→ **Dataset records**
>>>

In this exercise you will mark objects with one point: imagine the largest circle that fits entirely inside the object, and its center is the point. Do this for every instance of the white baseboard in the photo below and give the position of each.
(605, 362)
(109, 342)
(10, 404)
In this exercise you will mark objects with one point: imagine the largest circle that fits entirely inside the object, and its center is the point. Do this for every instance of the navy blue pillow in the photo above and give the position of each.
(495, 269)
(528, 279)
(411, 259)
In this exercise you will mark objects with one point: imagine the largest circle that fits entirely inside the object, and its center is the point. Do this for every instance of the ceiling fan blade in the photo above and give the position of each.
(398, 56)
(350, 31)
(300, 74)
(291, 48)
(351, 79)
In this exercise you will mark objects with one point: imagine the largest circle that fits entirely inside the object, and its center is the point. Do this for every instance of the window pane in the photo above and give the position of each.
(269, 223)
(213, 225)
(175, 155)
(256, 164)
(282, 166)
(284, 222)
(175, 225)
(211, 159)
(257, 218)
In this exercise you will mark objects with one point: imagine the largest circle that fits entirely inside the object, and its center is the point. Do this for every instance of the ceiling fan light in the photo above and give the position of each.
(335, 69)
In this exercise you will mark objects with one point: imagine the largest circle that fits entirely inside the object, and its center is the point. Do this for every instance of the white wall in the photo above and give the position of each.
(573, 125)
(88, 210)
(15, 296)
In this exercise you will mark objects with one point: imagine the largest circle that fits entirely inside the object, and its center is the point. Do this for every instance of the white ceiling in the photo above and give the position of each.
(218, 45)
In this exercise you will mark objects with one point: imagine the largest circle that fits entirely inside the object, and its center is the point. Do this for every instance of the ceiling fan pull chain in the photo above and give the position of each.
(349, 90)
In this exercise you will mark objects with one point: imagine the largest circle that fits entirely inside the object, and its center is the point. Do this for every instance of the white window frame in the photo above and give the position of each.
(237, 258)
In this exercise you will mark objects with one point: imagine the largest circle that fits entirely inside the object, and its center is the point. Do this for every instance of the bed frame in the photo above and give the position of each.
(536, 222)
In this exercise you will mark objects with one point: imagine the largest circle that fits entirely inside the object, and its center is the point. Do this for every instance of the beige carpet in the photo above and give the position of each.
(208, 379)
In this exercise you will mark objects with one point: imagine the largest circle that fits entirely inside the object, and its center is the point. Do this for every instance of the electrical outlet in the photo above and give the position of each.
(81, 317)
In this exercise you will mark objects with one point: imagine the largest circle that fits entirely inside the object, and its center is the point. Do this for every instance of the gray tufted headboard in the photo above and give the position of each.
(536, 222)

<<<

→ **Aim of the task**
Convert every item above into a two-column CSV with the headers item and answer. Give one row per item, with its text and its answer each in a single quoted field and any line breaks replaced by spaces.

→ **Response below**
item,answer
"In this exercise you will mark objects with one point: imagine the largest circle that fits entirely inside the object, and its center is the point. Do this for every instance of the white baseboard in the photo below and give the position of each.","(605, 362) (109, 342) (10, 404)"
"In this exercise you will mark objects with one point: imagine the largest circle that fits entirely inside the object, and its center is the point. Do this for every instance of the navy blue pillow in the photo above and give the position of each.","(495, 269) (528, 279) (411, 259)"
"In this exercise you will mark objects with one point: imagine the largest circle that fits entirely inside the object, and its center is the point. Do this for every instance of the ceiling fan blade in the photo above and give the position of each.","(398, 56) (350, 31) (300, 74) (291, 48) (351, 79)"
"In this exercise you will mark objects with one point: imagine the largest circle that fits entirely inside the object, and its center is the point. Do this for every instance of the window pane in the photo above and give the position of each.","(269, 223) (213, 225) (175, 155) (256, 164) (282, 166) (284, 222) (175, 225) (211, 159) (257, 218)"
"In this exercise you will mark objects with one point: imagine the largest circle that fits entirely inside the object, and its center is the point. Do this for every instance of the ceiling fan light in the photo above and give the position of each.","(335, 69)"
"In this exercise you will mark objects with one point: imagine the largest circle that fits entirely inside the object, and its center is the point. Do this for every instance of the white wall in the photo above and give the position of each.","(573, 125) (88, 210) (15, 296)"
"In this exercise you will mark objects with one point: imagine the largest circle that fits entirely inside the object, and its center is the point. Do this for every instance of the white ceiling in the photo above and give the position of each.","(218, 45)"
"In this exercise you will mark objects with one point: imagine the largest circle that fits entirely inside the object, and its center is the point. Do this for every instance of the ceiling fan pull chain in the photo above and give the position of each.","(349, 90)"
"In this exercise you will mark objects with one point: imagine the largest circle that fits entirely inside the object, and its center is the point. Do this for every instance of the white window frame in the photo above and give the position of each.","(237, 258)"
"In this exercise you will mark objects with one point: imagine the largest circle that fits entirely inside the object, and its center is the point. Do this for every instance of the bed frame in the photo above and give the position of each.","(536, 222)"
"In this exercise you will mark objects with one point: imagine the largest circle that fits entirely inside the object, and its center is the point. Do this for every instance of the beige carpet in the photo above and give the position of each.","(208, 379)"
"In this exercise you will mark objects with one point: imagine the largest circle that fits entirely inside the object, and its center is the point. Do this for every instance of the electrical outlet in the photo above and give the position of each.","(81, 317)"
"In this exercise you will mark objects with one point: imagine the largest circle that fits entirely inside the object, and its center is the point. Do this for every instance of the gray tufted headboard in the photo above and give the position of each.","(536, 222)"